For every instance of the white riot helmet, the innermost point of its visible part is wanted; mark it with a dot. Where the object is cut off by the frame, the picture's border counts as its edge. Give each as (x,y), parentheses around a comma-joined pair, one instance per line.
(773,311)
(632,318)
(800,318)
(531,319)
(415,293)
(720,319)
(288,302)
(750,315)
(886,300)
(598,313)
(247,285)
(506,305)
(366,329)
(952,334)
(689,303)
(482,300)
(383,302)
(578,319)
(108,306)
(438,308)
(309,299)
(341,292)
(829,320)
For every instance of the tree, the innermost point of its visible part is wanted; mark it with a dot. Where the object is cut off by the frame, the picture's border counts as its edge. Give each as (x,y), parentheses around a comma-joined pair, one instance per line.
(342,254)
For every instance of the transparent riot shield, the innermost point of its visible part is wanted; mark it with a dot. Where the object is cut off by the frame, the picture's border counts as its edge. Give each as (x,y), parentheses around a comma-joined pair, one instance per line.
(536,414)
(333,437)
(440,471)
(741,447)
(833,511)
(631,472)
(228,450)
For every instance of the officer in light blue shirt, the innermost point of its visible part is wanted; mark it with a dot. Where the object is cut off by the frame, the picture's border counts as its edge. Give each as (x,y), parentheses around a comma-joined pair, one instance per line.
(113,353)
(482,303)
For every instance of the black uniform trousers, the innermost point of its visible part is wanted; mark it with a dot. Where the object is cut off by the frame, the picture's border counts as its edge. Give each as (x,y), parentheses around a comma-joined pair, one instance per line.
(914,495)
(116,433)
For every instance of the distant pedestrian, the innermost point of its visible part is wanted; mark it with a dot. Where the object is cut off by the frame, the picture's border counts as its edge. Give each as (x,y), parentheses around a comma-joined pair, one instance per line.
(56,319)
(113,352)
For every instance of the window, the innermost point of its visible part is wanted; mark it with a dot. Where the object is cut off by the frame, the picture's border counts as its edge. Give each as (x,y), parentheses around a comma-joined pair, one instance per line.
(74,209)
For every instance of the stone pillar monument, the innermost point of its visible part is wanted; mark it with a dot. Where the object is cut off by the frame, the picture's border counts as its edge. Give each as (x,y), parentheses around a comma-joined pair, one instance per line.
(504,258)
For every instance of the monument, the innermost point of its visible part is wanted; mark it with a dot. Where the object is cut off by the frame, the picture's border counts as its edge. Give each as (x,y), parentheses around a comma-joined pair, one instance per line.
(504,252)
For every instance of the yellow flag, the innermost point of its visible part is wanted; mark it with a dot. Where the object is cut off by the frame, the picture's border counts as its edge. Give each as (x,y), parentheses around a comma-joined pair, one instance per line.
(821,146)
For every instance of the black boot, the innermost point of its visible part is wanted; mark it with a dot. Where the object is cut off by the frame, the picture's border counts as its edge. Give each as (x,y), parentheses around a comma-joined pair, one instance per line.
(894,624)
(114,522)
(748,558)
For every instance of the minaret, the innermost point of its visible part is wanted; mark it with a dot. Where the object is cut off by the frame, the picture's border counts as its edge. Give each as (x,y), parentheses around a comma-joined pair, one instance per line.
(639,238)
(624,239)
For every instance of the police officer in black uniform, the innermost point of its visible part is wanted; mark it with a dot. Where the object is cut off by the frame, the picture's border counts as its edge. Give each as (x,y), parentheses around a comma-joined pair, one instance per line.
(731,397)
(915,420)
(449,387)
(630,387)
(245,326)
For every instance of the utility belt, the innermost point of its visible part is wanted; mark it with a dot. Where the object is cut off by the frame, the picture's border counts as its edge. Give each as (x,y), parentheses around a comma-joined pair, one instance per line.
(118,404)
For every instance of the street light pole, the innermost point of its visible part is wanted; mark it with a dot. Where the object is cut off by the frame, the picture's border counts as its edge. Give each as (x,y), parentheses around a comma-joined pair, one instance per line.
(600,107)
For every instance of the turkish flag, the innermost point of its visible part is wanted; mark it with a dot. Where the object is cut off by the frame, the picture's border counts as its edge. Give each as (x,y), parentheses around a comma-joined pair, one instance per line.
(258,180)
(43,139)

§ **The task**
Reproduce all of the data above line for line, without changing anything.

§ **Reply**
For every instance of the white riot helmet, the innermost point of its visible part is wanted; mark it with a dot. Where the object is cut off by the frame, the picture's border counts as its edge. Give each as (x,y), parentheses around a comma-joined pair, one instance per line.
(773,311)
(632,318)
(800,318)
(531,319)
(415,293)
(720,319)
(288,302)
(750,315)
(886,300)
(598,313)
(247,285)
(506,305)
(366,329)
(952,334)
(689,303)
(482,300)
(383,302)
(578,319)
(108,306)
(438,308)
(309,299)
(341,292)
(829,320)
For every instance of the tree, the innermost point of its visible part is wanted; mark it with a dot. Where the object is cut off by the frame, the picture's border counts as its edge. Give each as (x,y), parentheses around a comma-joined pair, one instance per line.
(342,254)
For every instance of the transparent riot shield, the innermost point of its visible part is wanted; mark it with a dot. Where the object is cut off by the frame, the picture's border counts as its edge. Give each as (x,y), parentheses around a comma-joined pair, one instance per line.
(536,414)
(333,437)
(440,471)
(741,447)
(833,511)
(631,472)
(228,450)
For every instance of the officer in light blue shirt, the innermost point of its visible part is wanted; mark it with a dot. Where the object is cut off by the frame, the picture's border counts as its edge. Give each as (x,y), parentheses around a comma-joined pair, one instance per line.
(113,353)
(482,303)
For every instance of the black uniform trousers, the innermost point of its visible part is wanted; mark it with a dot. Where the object is cut off by the frame, the picture's border counts as its edge. Give each as (x,y), parentheses around a comma-joined pair, one instance per line.
(914,495)
(116,433)
For every instance of the distant pedestrian, the innermost point of its visible part is wanted; mark it with a dot. Where the object is cut off by the frame, the picture's border counts as its edge. Give each as (x,y), parentheses around a comma-joined pair, one instance per line.
(56,319)
(113,352)
For every instance of the window, the innermost point of its visible part is wanted; mark it with a dot. Where the object is cut off by the frame, the picture's border counts as its edge. Give each as (x,y), parentheses around a comma-joined pair, one instance per line.
(74,209)
For every instance of the stone pillar monument, the innermost point of its visible part is wanted; mark it with a dot. Where the object is cut off by the frame, the picture's border counts as its edge. Give each as (x,y), parentheses around a comma-joined pair, one instance per line.
(504,258)
For every instance of the monument, the innermost point of its visible part is wanted; mark it with a dot. Where the object is cut off by the frame, the picture's border counts as its edge. Give each as (x,y), parentheses around a comma-joined pair, one instance per line.
(504,252)
For every instance of the yellow flag, the innermost point of its visible part is wanted; mark it with a dot. Where the object is cut off by the frame, the picture's border counts as its edge. Give each as (x,y), parentheses around a comma-joined pair, one instance per line.
(821,146)
For every instance of the black boot, the innermost point of its visible part is wanted; mark it with a dot. Where the object is cut off by the frame, the picture's border counts as its edge. Give each as (x,y), parentheses around a comma-joined pair, one instance per line.
(894,624)
(114,522)
(748,558)
For every instance of the minaret, the innermost point of its visible part is wanted; mark it with a dot. Where the object is cut off by the frame, the picture's border counts as its edge. Give each as (x,y), parentheses around a comma-joined pair, one instance per line.
(639,238)
(624,239)
For every instance of the police officer in black uniform, the innermost point of its visible part is wanted; mark it with a dot. Where the object is cut off by the frame, the picture's border counts as its edge. Give each as (x,y), parentheses around a comma-joined pair, one instance per line.
(731,397)
(915,420)
(449,387)
(630,387)
(245,326)
For every instance of the utility belt, the innermost point of its visible part is wanted; mark it with a dot. Where the object is cut off by the frame, the picture's border counts as its edge. Give each as (x,y), parentheses around a comma-joined pair, one instance per line.
(118,404)
For every instance of the street light pole, the innermost point of its visible part is wanted; mark it with a dot. Where the object is cut off by the frame, the picture's border counts as its edge. Give each as (x,y), parentheses around a comma-joined pair, one instance per line.
(600,107)
For every instance of the turkish flag, the innermost point of its visible part is wanted; mark it with a dot. Where the object is cut off by the frame, the picture's border counts as its edge. Give each as (x,y), parentheses around a comma-joined pair, one instance per line.
(258,180)
(43,139)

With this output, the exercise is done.